Supplied material section start
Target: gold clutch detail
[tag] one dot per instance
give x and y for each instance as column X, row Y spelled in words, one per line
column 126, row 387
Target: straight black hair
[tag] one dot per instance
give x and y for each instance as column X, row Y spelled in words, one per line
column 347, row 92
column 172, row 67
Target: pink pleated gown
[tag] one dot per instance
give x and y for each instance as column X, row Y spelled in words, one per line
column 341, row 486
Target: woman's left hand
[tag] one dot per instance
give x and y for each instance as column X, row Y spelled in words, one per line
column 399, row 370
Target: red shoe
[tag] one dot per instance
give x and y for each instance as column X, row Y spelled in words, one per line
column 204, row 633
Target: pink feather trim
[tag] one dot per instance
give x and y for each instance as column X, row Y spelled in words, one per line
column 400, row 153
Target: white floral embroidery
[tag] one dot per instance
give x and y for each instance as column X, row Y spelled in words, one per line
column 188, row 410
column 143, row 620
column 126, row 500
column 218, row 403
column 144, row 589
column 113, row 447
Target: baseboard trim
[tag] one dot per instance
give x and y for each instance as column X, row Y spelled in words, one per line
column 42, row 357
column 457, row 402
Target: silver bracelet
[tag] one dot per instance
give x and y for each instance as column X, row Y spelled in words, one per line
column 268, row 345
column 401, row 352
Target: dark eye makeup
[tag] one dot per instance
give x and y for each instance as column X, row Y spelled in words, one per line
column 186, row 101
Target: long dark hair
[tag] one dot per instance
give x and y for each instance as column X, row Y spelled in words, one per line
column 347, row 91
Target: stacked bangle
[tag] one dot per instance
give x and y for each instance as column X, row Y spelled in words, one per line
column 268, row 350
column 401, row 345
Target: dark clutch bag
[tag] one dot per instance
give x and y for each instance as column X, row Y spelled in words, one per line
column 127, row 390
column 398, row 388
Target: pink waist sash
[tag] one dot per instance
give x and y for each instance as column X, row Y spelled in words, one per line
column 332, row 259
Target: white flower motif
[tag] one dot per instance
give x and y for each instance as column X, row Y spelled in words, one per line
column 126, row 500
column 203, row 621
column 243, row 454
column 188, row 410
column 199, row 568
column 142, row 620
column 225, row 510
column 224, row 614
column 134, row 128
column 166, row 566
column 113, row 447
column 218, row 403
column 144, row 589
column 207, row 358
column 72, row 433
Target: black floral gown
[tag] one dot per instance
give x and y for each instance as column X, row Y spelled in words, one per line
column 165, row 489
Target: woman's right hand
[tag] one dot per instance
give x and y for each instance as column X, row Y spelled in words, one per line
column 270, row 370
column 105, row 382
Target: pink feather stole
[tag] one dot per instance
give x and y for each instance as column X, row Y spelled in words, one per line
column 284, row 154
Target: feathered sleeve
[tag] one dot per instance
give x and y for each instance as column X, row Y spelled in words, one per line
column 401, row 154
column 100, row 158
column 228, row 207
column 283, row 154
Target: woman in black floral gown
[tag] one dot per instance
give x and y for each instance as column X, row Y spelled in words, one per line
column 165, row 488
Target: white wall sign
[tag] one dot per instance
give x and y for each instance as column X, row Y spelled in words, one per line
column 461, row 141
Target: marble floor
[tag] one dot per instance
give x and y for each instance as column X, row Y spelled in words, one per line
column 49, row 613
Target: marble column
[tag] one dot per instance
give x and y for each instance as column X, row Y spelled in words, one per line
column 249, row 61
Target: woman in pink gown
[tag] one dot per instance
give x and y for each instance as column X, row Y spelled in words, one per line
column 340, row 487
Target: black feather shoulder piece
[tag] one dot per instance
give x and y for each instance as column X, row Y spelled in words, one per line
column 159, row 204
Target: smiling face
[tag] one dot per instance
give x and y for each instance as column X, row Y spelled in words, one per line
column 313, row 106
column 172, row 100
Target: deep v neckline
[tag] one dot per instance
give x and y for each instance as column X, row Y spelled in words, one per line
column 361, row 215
Supplied material section end
Supplied material section start
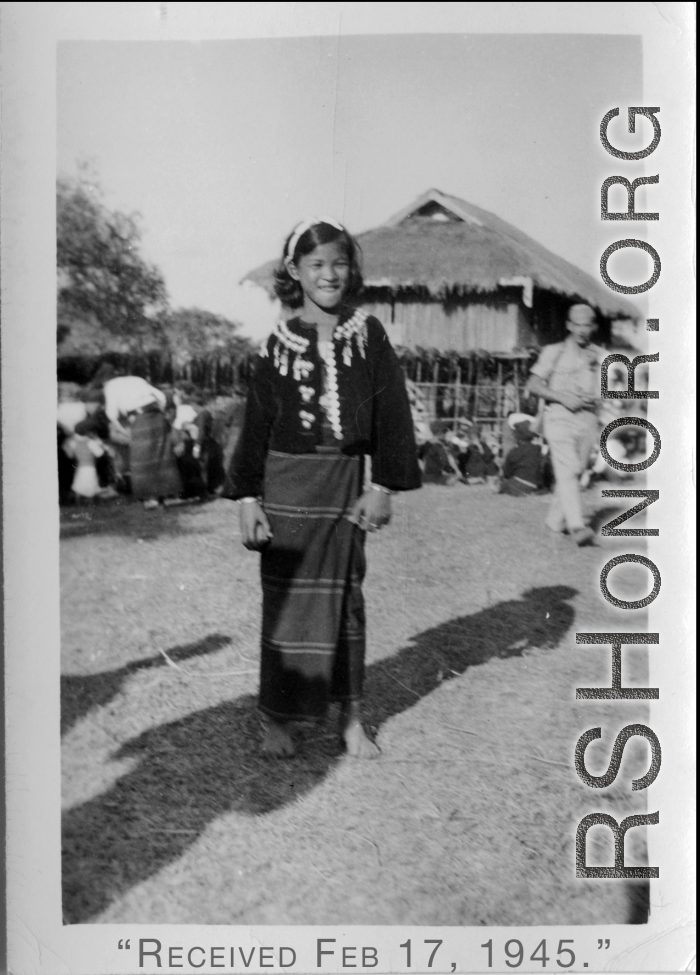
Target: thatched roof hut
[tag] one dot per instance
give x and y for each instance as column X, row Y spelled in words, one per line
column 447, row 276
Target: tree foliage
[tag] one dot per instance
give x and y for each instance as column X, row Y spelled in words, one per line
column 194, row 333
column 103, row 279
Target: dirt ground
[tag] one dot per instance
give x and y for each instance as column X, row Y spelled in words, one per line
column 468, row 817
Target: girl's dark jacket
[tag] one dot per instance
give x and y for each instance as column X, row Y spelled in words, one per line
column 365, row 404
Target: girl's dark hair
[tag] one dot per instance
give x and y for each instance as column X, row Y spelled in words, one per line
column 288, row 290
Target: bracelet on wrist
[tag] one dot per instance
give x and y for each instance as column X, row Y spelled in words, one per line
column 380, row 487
Supplied material section end
### What the task requires
In the entries above, find the line with "Target: gold clutch detail" and the line with "Target: pink feather trim", then set down exactly those two and every line between them, nothing else.

### Exercise response
Target: gold clutch detail
[tag] one dot per instance
give x and y for each instance as column X, row Y spelled in words, one per line
column 126, row 387
Target: straight black hair
[tag] one dot per instance
give x and y for each instance as column X, row Y spelled in words, one per line
column 347, row 92
column 172, row 67
Target: pink pleated gown
[tag] one dot per instance
give x and y for each instance as column X, row Y spelled in words, one per line
column 341, row 486
Target: woman's left hand
[tag] one dot per instance
give x and y for each instance as column X, row Y spelled in words, one per line
column 399, row 370
Target: red shoe
[tag] one dot per instance
give x and y for each instance as column X, row Y spelled in words, one per line
column 204, row 633
Target: pink feather trim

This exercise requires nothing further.